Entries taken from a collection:
--- start ---

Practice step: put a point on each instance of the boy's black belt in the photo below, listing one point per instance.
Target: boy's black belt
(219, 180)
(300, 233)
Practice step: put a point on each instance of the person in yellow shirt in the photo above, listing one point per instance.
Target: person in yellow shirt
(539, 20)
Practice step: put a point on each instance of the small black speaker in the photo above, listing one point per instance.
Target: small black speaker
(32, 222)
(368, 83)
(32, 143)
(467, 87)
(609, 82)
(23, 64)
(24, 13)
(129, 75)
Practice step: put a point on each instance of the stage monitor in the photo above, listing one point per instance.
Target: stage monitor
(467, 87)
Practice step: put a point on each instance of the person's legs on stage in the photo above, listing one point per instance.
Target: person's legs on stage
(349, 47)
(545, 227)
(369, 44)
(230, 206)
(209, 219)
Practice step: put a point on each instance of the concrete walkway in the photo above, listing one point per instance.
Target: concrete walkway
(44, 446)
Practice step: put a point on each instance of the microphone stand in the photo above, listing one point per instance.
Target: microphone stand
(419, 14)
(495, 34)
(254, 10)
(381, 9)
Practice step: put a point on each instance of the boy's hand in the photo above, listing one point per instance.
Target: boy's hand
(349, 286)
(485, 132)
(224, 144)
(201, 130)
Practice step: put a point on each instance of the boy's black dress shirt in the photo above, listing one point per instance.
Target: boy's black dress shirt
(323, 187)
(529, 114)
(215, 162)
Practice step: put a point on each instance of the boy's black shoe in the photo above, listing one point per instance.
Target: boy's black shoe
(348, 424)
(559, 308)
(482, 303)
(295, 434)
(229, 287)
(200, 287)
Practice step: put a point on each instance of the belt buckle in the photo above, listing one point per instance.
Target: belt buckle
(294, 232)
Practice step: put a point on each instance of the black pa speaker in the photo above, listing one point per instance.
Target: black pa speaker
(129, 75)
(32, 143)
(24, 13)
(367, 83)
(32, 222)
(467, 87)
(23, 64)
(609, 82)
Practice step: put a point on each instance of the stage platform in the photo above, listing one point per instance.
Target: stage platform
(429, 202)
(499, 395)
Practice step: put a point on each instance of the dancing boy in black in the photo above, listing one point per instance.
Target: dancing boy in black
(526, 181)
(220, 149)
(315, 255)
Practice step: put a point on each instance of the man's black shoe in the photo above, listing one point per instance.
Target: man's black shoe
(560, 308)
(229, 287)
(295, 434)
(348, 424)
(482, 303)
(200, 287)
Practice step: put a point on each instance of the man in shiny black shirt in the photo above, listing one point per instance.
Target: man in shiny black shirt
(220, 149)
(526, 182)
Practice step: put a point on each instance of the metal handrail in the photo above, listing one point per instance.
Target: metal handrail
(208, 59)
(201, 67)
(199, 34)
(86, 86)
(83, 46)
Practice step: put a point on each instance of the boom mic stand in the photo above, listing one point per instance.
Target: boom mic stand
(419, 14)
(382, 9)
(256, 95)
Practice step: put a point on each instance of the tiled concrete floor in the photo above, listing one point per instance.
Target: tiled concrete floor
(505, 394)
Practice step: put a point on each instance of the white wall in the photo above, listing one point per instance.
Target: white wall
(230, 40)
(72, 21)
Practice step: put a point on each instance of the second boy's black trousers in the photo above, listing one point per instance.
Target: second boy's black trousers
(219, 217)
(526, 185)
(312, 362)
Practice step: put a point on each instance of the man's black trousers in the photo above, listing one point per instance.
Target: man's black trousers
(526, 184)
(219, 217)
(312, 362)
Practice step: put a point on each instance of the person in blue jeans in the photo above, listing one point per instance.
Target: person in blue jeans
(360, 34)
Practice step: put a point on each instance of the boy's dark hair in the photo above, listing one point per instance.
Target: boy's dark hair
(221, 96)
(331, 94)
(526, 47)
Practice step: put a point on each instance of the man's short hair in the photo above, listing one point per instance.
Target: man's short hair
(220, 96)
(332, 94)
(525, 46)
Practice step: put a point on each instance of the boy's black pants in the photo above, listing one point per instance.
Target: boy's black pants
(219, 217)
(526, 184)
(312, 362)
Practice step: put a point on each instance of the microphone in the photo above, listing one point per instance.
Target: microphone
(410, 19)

--- end ---

▸ **What is asked**:
Return, word for word, every line from the line with "Practice step: put a point on each instance of the tiled" to the final line of the data.

▸ **Solution to this problem**:
Practice step: put a point on each instance of the tiled concrete floor in the photo above, listing one point per instance.
Target: tiled concrete floor
(505, 394)
Practice step: put a point on each instance of the white wall in the photo above, listing one point per instance.
Target: white wall
(230, 40)
(72, 21)
Practice step: put a point on each instance of the second boy's black trousers in the photo above, listing one point per instance.
Target: second boy's black trousers
(219, 217)
(526, 185)
(312, 362)
Practice step: put a point on each instance of the man's black trousers in the photo above, listing one point per instance.
Target: man's black trousers
(526, 184)
(219, 217)
(312, 362)
Practice step: put a point on each instance of the person in blue jeans in the photo above, listing one point per instance.
Target: person in blue jeans
(360, 34)
Practice step: put a point on each instance of the boy's dark hair in the photo above, listing one point per instance.
Target: boy's dark hair
(221, 96)
(331, 94)
(526, 47)
Practice step: put a point on each instance of the man's short hair in the photo above, listing one point per instance.
Target: man's short hair
(220, 96)
(332, 94)
(525, 46)
Practice step: put a point on each instance of the boy's black pants in the photo above, listing one point per instance.
Target: boy's black pants
(219, 217)
(526, 184)
(312, 362)
Practice step: put a point on each instance of the microphone in the photo above, listing one point per instance.
Target: microphone
(410, 19)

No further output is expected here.